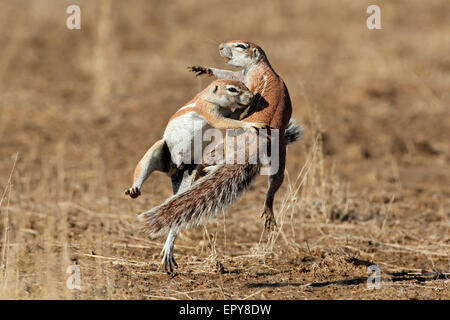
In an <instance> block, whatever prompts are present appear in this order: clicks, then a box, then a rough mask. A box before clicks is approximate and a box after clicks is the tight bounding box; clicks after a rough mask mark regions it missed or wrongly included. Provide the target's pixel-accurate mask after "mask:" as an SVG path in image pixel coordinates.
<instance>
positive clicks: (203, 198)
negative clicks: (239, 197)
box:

==

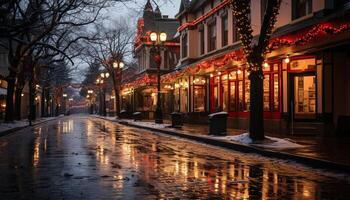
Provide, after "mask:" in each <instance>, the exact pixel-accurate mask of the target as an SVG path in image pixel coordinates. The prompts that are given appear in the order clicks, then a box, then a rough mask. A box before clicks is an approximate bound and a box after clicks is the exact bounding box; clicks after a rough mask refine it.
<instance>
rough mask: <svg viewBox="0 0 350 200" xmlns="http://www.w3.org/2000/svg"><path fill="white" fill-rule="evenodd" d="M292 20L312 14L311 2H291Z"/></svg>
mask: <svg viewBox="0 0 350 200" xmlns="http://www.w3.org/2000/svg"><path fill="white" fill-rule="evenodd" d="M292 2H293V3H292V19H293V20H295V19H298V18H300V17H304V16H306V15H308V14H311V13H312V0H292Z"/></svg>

● **Your objective**
Copy every line that includes the string "Provide" from the material above.

● **Response box**
In an <instance> block, whatever prompts are present appear in this order: clicks, then a box, then a rough mask. A box before clicks is approximate and a box after clicks is the tight bounding box; clicks after a rough mask mark regions it missed or wrongly included. Provide the target's pixel-accurate mask after "mask:" as an SVG path in image pixel coordinates.
Provide, after "mask:" in each <instance>, the exact pixel-accurate mask of the target as an SVG path in image pixel coordinates. The prompts that are given appear in the order clicks, then a box, then a rough mask. A box before clicks is an approximate bound and a box after clicks is the exact bounding box; clicks after a rough mask refine it.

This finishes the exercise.